▸ Your task
Reproduce the listing below word for word, omitting the picture.

▽

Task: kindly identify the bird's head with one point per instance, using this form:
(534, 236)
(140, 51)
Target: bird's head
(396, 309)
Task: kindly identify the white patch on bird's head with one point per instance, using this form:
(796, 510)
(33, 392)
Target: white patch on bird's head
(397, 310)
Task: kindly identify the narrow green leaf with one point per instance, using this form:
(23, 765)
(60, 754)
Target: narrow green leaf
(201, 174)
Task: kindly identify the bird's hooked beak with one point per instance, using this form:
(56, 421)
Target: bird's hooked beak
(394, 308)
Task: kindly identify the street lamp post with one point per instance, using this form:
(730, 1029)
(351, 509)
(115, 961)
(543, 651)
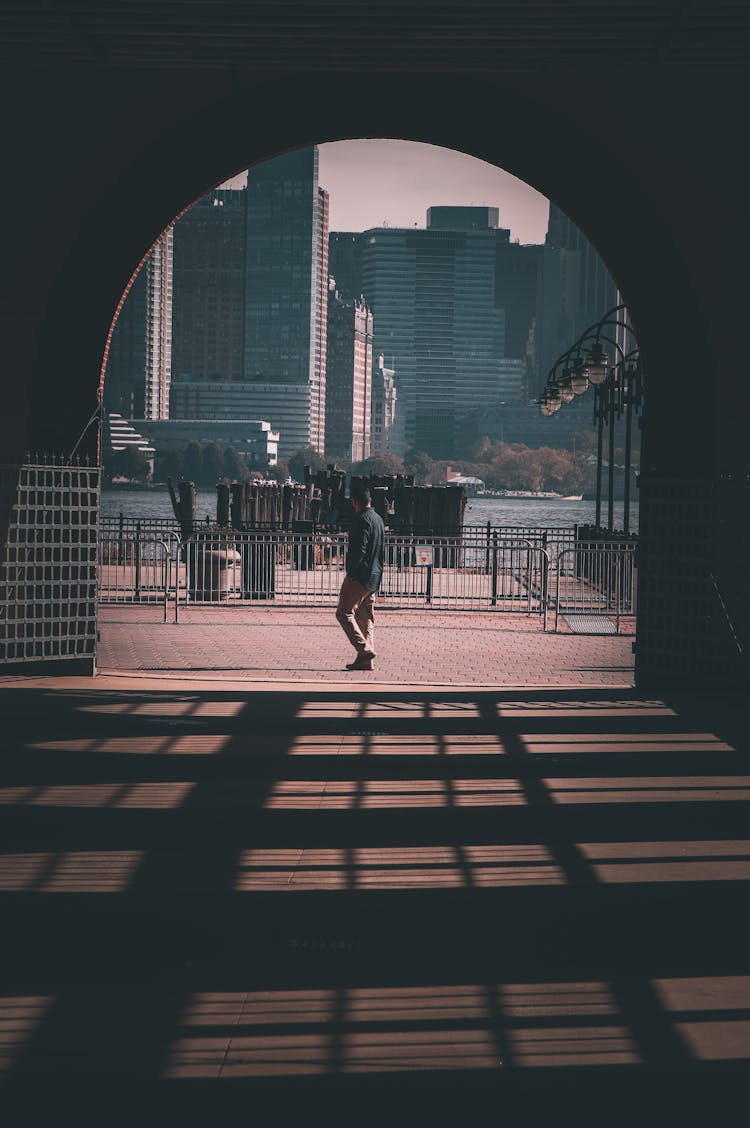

△

▸ Task answer
Task: kindly identify the bird's head with one point per instance, using this form:
(534, 236)
(140, 51)
Target: bird's head
(396, 309)
Task: kindly identify the white patch on bird's head with one point per instance, using this form:
(796, 510)
(33, 392)
Target: white patch on bird's head
(397, 310)
Task: kindly identify the narrow green leaf with one point per instance, using this form:
(23, 765)
(60, 754)
Target: narrow green leaf
(201, 174)
Task: kindly identify the bird's hooked beak with one point per instance, using this form:
(56, 421)
Target: bird's hooked beak
(394, 308)
Task: kindly identify the street lamp post with one point per instance, using this form:
(730, 1029)
(351, 509)
(115, 961)
(543, 651)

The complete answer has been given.